■ What to do ■
Look below for the line containing "Check that every instance of the city"; from there, print each line exactly up to and including the line containing "Check that every instance of the sepia", and stop.

■ Data for this task ■
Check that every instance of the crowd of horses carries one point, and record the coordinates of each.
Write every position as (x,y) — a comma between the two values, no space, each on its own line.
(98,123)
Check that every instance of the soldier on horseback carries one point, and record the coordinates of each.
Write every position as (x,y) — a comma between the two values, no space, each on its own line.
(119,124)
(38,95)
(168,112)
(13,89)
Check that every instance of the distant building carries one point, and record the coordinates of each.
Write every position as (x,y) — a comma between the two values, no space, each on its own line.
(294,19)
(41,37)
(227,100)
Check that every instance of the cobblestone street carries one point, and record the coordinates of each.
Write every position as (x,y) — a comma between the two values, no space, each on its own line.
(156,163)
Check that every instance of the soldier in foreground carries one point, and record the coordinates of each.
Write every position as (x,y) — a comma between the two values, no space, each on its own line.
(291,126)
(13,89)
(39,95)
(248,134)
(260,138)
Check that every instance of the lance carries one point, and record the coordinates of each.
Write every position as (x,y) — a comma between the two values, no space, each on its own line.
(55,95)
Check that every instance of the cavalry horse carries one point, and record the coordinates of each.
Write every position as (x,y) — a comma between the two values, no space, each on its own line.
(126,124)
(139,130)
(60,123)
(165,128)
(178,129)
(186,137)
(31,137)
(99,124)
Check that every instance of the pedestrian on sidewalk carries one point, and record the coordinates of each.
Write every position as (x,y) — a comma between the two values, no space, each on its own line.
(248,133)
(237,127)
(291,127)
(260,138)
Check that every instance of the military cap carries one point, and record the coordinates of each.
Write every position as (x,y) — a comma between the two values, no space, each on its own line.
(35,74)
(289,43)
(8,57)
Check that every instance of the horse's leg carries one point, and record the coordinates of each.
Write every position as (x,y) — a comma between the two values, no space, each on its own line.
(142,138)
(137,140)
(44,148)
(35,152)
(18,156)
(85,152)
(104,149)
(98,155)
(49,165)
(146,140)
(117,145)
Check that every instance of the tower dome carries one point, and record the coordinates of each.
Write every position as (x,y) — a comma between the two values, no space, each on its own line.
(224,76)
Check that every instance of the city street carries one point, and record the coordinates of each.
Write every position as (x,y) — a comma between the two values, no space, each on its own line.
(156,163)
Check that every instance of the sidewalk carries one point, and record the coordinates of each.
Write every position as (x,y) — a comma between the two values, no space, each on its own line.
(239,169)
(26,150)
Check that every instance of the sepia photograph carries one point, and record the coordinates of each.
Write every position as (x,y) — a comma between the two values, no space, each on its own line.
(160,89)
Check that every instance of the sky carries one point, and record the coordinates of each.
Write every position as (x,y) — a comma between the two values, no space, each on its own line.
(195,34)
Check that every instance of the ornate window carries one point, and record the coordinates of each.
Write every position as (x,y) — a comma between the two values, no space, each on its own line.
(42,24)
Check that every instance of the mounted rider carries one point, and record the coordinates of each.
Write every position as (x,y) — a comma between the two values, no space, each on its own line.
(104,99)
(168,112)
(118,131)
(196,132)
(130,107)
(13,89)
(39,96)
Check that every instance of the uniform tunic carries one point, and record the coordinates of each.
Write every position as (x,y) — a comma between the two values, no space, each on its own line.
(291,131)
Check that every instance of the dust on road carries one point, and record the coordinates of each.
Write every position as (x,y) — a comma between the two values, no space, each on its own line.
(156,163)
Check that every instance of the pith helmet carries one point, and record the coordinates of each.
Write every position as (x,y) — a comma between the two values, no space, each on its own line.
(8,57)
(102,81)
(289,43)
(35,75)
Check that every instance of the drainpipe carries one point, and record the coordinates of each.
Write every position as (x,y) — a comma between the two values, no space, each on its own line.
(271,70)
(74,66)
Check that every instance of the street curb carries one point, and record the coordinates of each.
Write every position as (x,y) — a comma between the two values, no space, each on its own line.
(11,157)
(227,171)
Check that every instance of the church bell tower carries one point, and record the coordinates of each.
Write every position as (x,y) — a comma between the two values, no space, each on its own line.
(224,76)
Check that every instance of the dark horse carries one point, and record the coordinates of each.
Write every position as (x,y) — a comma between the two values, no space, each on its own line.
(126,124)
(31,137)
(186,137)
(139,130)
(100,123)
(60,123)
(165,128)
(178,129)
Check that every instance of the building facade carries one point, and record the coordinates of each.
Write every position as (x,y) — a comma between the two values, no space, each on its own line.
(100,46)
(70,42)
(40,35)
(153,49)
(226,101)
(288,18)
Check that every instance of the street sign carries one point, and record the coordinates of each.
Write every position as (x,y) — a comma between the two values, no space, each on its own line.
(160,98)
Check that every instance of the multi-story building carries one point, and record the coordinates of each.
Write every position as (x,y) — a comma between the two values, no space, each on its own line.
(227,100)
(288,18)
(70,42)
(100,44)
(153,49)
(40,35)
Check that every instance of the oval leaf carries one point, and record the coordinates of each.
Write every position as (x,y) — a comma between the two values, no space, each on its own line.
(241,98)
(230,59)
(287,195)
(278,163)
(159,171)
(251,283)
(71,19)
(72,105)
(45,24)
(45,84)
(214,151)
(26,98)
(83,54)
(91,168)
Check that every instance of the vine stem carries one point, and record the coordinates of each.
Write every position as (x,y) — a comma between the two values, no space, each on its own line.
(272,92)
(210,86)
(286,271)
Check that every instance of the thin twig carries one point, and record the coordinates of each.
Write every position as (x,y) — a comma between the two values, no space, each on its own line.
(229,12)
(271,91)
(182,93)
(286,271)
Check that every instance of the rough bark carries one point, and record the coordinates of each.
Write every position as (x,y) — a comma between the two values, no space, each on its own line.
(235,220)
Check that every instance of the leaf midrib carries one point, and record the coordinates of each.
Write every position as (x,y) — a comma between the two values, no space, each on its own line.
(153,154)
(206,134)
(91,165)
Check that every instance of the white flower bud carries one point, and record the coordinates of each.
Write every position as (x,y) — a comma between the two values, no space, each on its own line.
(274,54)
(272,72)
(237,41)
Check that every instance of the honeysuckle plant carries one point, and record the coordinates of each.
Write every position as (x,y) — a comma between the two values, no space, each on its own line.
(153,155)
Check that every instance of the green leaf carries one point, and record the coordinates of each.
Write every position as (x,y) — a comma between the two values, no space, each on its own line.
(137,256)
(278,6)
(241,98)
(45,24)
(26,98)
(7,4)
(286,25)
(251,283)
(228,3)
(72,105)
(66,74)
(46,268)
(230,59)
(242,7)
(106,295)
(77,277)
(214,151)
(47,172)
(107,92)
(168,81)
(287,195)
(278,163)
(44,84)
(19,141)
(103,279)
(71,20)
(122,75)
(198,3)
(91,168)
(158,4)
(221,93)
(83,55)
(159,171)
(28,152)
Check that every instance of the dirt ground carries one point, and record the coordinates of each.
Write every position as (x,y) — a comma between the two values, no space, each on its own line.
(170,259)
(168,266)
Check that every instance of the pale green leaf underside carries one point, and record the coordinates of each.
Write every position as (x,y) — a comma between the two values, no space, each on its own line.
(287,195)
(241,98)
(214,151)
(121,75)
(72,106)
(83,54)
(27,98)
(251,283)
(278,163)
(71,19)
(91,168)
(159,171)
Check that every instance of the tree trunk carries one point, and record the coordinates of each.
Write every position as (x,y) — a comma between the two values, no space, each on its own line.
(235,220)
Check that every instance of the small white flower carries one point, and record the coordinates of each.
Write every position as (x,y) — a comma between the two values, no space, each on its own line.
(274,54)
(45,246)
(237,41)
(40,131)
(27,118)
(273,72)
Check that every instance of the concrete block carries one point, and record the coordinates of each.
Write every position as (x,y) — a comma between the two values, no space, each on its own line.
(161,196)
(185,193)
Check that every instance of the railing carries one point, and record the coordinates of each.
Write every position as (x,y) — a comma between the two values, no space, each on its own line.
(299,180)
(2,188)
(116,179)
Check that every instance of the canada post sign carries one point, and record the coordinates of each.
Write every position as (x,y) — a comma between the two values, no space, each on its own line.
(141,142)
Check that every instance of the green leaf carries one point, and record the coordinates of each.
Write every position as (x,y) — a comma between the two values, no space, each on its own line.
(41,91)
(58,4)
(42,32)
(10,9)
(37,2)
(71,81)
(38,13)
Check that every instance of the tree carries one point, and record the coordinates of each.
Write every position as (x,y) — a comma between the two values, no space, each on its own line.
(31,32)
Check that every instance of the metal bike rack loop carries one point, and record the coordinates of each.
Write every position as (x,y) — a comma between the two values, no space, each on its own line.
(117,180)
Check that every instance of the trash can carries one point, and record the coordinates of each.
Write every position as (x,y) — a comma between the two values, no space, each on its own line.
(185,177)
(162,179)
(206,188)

■ Exercise result ■
Check that every instance of the city street carries one point, and record the coordinates of each.
Write every position as (x,y) — a comma between the two values, no space, each on its own line.
(156,163)
Check that every instance of the sidewalk carries one point, and record the coordinates of each.
Write every position as (x,y) — a comma between the two values, no space, each on its own line.
(239,169)
(26,150)
Check that every instance of the sepia photograph carries one point, and record the coordinates of each.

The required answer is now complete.